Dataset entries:
###

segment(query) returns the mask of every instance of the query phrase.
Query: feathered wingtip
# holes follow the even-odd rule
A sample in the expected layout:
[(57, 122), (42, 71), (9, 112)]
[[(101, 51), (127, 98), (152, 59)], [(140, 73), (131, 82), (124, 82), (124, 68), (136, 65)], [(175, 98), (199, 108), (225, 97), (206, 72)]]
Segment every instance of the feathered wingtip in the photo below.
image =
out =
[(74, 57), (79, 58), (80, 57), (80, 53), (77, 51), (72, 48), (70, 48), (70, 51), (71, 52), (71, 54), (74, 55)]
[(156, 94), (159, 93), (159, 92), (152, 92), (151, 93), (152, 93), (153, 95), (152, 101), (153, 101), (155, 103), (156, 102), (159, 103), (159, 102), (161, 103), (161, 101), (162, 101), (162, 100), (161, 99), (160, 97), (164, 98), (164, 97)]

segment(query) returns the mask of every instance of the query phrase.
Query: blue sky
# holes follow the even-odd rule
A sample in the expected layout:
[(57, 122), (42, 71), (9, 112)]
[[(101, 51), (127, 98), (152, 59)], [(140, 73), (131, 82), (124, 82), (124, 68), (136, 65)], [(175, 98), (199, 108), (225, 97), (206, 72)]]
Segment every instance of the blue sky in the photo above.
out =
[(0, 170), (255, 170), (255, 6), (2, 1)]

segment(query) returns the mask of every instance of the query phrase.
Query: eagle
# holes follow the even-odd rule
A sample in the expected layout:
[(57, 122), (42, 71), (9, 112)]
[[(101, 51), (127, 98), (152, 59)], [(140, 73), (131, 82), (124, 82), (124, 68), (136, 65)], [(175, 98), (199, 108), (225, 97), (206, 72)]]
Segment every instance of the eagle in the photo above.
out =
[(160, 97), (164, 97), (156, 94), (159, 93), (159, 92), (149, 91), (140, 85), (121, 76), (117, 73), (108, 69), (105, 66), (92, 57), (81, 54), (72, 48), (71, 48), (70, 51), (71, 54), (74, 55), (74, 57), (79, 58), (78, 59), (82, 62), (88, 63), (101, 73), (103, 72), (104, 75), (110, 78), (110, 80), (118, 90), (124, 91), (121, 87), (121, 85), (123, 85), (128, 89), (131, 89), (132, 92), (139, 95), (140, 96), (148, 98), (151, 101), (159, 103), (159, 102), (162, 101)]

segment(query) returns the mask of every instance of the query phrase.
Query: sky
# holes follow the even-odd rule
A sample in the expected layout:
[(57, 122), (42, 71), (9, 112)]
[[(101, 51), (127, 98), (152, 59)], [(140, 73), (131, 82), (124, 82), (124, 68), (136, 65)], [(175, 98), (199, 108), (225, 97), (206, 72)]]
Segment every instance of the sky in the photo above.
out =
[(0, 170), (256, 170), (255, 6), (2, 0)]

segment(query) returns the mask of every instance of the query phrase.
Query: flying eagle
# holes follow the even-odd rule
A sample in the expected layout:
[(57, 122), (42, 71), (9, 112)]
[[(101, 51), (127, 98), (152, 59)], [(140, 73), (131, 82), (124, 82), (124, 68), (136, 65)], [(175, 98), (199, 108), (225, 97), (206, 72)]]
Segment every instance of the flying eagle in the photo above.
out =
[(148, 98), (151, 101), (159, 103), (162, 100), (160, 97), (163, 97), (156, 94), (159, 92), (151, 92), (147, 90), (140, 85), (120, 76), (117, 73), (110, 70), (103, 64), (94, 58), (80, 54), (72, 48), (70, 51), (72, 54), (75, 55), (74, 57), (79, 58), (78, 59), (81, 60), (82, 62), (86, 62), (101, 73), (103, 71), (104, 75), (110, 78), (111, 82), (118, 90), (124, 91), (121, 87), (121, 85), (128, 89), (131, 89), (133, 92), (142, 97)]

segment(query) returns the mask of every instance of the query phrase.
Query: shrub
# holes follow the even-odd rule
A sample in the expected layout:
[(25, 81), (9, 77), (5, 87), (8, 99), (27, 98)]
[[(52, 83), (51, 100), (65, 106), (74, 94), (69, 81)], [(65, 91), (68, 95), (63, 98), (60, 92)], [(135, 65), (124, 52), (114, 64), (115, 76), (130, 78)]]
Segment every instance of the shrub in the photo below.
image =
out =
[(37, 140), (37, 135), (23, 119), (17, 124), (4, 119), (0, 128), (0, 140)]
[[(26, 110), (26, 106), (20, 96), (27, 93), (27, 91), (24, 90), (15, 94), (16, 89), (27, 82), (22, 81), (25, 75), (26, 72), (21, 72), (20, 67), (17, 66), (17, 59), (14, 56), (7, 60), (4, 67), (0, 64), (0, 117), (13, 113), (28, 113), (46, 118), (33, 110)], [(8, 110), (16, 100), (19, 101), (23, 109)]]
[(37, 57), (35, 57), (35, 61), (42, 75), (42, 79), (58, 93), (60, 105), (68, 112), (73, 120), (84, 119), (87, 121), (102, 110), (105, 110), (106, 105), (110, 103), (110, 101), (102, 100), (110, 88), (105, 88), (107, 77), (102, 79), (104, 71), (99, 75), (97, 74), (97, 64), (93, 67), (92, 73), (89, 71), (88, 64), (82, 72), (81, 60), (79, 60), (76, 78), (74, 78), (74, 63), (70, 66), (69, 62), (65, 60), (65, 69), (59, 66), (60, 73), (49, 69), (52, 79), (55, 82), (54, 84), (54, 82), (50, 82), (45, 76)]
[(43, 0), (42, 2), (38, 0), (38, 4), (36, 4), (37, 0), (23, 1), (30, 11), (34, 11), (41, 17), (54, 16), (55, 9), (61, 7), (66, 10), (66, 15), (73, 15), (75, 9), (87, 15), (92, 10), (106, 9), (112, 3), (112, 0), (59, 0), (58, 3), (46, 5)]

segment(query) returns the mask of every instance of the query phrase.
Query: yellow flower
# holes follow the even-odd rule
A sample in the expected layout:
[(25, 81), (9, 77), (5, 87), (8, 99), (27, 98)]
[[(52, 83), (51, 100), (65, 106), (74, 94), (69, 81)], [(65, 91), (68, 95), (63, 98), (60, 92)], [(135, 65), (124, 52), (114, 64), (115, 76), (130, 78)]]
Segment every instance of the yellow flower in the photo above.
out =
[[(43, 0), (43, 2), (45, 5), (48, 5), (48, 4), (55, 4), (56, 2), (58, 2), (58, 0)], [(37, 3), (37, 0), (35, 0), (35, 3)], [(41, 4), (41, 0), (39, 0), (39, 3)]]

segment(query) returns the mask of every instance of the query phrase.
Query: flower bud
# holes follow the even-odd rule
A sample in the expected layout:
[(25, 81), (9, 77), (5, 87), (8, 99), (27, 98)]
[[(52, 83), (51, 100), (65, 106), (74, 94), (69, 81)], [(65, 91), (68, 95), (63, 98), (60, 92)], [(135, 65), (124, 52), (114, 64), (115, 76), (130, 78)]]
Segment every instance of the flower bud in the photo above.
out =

###

Pull out every line in the rows that contains the word "above", copying each line in full.

Segment every instance of the blue sky in the photo above.
Segment every instance of the eagle in the photo above.
Segment every instance of the sky in the photo above.
Segment every instance of the flying eagle in the photo above.
Segment every instance of the yellow flower in the photo above.
Segment every instance of the flower bud in the photo above.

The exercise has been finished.